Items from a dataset
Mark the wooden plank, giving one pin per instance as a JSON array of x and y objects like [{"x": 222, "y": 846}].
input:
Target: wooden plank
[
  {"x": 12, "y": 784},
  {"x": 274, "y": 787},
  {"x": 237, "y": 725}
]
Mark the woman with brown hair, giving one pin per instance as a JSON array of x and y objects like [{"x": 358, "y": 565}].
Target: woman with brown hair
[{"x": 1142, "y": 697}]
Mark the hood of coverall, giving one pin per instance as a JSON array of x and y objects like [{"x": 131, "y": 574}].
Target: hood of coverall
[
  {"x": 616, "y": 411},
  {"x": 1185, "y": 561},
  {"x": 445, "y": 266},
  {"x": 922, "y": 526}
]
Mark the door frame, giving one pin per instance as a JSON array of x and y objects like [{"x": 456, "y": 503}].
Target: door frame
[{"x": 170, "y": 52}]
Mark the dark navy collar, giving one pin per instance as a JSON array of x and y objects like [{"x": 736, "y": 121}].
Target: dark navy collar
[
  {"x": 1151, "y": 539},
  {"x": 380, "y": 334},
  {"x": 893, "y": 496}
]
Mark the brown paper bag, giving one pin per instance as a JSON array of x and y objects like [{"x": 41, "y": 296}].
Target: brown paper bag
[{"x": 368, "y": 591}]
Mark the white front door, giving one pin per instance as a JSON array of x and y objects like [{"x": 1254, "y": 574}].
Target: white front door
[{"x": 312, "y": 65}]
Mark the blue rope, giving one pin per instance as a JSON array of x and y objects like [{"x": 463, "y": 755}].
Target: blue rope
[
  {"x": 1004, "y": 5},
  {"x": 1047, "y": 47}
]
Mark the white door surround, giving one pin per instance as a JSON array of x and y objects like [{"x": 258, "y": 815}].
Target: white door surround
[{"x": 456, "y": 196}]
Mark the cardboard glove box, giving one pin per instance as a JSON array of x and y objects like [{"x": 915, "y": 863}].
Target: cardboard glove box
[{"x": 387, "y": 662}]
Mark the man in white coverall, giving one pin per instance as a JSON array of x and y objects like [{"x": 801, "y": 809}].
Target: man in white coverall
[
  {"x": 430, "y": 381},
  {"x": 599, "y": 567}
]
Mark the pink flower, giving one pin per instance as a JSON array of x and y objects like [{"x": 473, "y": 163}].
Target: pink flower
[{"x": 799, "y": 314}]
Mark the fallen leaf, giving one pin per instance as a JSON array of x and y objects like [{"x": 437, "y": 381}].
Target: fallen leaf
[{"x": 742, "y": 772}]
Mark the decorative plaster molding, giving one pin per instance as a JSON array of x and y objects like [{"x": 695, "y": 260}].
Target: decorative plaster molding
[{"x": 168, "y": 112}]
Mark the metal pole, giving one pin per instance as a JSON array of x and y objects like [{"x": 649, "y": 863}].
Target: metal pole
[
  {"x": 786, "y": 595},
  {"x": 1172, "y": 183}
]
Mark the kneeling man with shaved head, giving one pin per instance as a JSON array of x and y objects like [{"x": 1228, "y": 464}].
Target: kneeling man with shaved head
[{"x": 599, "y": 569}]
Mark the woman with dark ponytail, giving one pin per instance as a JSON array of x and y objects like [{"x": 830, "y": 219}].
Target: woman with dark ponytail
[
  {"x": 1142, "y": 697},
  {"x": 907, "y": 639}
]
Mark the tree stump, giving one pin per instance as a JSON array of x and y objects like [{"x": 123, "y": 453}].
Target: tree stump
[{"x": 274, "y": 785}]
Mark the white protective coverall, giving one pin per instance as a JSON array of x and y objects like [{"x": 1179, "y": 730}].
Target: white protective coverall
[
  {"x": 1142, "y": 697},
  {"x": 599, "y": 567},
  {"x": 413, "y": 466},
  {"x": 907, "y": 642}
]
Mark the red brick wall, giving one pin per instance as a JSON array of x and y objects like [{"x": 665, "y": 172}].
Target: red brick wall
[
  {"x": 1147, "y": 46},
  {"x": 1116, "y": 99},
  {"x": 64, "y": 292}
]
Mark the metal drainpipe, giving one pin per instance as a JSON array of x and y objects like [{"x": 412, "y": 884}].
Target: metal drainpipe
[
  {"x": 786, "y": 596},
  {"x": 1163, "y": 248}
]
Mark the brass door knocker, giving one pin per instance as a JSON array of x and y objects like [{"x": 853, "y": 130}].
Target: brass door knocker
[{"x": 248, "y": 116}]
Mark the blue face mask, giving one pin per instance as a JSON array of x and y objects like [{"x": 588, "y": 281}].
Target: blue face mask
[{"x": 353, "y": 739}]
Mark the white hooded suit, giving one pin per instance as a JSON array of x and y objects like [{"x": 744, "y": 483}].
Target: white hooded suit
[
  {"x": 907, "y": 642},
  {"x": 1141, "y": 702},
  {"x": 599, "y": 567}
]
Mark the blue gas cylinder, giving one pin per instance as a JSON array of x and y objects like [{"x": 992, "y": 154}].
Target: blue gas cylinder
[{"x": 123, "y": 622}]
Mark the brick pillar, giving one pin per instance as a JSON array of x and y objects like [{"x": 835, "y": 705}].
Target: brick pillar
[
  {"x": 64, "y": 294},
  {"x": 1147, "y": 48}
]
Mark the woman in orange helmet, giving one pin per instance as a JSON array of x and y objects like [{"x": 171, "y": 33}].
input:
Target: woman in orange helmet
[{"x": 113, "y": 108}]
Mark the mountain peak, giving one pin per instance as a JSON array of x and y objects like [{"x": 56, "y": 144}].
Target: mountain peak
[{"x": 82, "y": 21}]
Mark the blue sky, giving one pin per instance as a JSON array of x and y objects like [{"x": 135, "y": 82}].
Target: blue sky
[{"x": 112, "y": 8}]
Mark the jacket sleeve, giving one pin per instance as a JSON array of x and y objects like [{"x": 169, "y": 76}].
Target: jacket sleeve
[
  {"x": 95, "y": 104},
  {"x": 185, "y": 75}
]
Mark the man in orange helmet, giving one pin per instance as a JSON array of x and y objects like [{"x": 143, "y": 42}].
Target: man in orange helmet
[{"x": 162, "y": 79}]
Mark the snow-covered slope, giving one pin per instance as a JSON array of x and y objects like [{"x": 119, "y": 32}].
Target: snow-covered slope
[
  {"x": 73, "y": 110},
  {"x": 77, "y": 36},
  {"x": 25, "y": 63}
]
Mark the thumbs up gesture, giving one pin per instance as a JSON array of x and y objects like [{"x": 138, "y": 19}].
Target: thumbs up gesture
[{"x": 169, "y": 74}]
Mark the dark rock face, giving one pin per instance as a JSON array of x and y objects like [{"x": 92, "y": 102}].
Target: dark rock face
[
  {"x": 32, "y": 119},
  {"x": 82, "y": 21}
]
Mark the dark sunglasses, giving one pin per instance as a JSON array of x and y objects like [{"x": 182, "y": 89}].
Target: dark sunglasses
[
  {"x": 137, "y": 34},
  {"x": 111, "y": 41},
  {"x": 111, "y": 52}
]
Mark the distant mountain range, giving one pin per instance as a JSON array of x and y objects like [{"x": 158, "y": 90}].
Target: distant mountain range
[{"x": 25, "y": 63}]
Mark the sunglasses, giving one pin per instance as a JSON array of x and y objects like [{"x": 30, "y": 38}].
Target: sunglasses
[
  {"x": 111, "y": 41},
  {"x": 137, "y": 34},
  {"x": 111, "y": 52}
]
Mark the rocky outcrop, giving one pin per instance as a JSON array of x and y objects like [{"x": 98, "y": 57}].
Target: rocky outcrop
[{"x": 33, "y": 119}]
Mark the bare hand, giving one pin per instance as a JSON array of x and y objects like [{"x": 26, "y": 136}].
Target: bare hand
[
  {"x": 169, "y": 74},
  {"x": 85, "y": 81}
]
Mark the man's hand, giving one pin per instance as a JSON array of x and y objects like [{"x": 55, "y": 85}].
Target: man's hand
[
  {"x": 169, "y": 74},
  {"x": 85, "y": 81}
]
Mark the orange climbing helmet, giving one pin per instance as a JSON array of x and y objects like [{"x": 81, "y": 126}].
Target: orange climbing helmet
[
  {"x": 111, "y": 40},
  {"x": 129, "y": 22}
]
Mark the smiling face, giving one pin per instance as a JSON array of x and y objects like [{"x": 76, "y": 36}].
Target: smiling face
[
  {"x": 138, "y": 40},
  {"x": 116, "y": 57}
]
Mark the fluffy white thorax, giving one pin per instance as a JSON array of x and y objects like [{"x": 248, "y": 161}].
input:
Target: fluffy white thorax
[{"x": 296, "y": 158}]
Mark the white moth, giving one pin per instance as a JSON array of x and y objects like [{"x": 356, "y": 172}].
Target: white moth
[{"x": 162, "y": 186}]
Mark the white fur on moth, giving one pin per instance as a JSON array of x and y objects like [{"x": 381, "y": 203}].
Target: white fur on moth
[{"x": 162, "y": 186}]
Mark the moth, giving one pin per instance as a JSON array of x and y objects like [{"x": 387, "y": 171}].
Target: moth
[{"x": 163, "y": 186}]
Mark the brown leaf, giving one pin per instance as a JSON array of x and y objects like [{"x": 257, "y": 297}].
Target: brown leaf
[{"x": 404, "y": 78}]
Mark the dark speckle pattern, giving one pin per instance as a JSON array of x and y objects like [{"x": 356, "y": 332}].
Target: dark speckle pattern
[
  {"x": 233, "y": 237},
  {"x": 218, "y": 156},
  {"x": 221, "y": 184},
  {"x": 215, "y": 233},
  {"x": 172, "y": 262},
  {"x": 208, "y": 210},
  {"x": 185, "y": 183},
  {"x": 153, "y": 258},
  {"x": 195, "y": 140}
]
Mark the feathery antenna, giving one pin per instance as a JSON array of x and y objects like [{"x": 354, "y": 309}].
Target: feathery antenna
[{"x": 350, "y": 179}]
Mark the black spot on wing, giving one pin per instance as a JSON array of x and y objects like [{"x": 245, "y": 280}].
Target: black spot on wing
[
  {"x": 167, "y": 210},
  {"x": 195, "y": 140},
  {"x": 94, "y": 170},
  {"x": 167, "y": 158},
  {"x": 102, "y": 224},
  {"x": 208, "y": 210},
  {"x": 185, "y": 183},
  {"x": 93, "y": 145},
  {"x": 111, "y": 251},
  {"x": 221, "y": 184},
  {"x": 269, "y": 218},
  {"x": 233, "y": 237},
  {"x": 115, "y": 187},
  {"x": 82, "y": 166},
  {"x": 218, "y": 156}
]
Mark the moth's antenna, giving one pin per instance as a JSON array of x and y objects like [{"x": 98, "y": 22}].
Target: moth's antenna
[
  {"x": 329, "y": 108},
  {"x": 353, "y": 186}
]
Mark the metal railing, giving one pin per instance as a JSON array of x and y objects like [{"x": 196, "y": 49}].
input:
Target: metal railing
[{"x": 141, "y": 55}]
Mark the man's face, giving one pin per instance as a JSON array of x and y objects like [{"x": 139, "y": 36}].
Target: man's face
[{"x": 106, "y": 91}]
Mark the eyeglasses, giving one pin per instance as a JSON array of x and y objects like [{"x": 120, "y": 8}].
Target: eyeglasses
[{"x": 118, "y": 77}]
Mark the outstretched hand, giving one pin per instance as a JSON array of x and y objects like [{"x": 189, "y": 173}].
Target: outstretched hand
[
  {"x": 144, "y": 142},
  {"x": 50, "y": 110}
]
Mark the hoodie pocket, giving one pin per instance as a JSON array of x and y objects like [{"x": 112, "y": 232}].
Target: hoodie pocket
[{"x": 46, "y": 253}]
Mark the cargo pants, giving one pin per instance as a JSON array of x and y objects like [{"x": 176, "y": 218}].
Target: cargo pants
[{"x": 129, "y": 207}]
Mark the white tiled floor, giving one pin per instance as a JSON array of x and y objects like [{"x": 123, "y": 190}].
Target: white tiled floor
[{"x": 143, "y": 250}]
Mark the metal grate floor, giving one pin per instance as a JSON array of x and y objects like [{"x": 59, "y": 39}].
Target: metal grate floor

» Prompt
Return exactly, and only, the line containing "Mark the hoodie" and every line after it through the end of the material.

» Expected answer
Mark the hoodie pocket, giving one pin per instance as a JSON array of x and y objects like [{"x": 112, "y": 232}].
Target: hoodie pocket
[{"x": 46, "y": 253}]
Mark the cargo pants, giving one pin per instance as a JSON array of x and y objects like [{"x": 176, "y": 218}].
Target: cargo pants
[{"x": 129, "y": 207}]
Mark the white tiled floor, giving one pin per instance as a JSON array of x and y objects like [{"x": 123, "y": 190}].
Target: white tiled floor
[{"x": 143, "y": 250}]
Mark the metal grate floor, giving one pin per instance as a JSON array of x and y objects like [{"x": 59, "y": 39}].
Target: metal grate floor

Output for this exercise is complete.